Extracted text -
>>>>

Significantly, the $700 billion financial system bailout package was not enacted until fiscal-year 2009 and thus was not reflected in any of the 2008 numbers. For October and November 2008 — the first two months of the new fiscal year — the official deficit more than doubled to $401.6 billion, from $154.1 billion in the same period of fiscal 2008.

Near-term fiscal results reflect the impact of the ongoing solvency crisis and the deepening recession. The 12-month rolling deficit through November 2008 rose to $701.3 billion, up from October’s $635.1 billion, and September’s $454.8 billion. The 12-month rolling deficit through November 2007 was just $194.2 billion. The fiscal problems likely are going to be exacerbated in the next several months, with the incoming Administration promising to boost government spending significantly, in an effort to stimulate economic activity.

For fiscal 2008, recession-impaired tax revenues fell by 1.7% from 2007, that decline deepened to 3.1% for the 12-month rolling results through November. The downturn in tax revenues tied to the deepening recession also has started to impact state and local government fiscal operations, with serious funding problems surfacing in a number of jurisdictions.  

Viewing the change in the level of gross federal debt bypasses several of the regular reporting manipulations of the government’s financial results and is a better indicator of actual net cash outlays by the federal government than is the official, gimmicked deficit reporting.

<<<<

Records of labeled points -
>>>>

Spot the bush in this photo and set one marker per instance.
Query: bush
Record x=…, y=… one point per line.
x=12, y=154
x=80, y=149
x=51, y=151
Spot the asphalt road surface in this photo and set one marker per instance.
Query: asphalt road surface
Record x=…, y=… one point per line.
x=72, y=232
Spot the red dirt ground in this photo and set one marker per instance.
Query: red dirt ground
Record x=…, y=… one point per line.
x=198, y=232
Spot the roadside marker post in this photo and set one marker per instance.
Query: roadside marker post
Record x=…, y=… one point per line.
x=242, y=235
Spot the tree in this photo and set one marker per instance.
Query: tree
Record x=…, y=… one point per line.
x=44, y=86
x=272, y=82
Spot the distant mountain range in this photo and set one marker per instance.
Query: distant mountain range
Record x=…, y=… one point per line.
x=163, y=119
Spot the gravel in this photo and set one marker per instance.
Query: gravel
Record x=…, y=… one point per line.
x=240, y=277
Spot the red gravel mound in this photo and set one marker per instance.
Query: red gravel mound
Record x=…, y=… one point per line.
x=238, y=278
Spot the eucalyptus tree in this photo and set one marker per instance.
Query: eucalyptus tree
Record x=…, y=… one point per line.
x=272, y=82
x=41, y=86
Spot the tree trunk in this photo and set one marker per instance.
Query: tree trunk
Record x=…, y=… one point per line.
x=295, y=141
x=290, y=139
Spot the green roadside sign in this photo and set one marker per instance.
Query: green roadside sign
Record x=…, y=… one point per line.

<<<<

Objectives -
**a.** Using the federal deficit text, say whether each statement agrees with it. Answer yes or no for each, and quote the deciding words.
(i) The $700 billion financial system bailout package was reflected in the 2008 numbers.
(ii) The 12-month rolling deficit through November 2008 was $701.3 billion.
(iii) For fiscal 2008, tax revenues rose from 2007.
**b.** Answer these questions from the federal deficit text.
(i) What was the official deficit for October and November 2008?
(ii) What was the 12-month rolling deficit through November 2007?
(iii) How far did the tax revenue decline deepen for the 12-month rolling results through November?
**c.** Reproduce word for word the stretch of the federal deficit text from "Significantly, the $700" through "of fiscal 2008.".

Correct answers -
**a.**
(i) No: "was not enacted until fiscal-year 2009 and thus was not reflected in any of the 2008 numbers"
(ii) Yes: "The 12-month rolling deficit through November 2008 rose to $701.3 billion"
(iii) No: "recession-impaired tax revenues fell by 1.7% from 2007"

**b.**
(i) $401.6 billion
(ii) $194.2 billion
(iii) 3.1%

**c.**
Significantly, the $700 billion financial system bailout package was not enacted until fiscal-year 2009 and thus was not reflected in any of the 2008 numbers. For October and November 2008 — the first two months of the new fiscal year — the official deficit more than doubled to $401.6 billion, from $154.1 billion in the same period of fiscal 2008.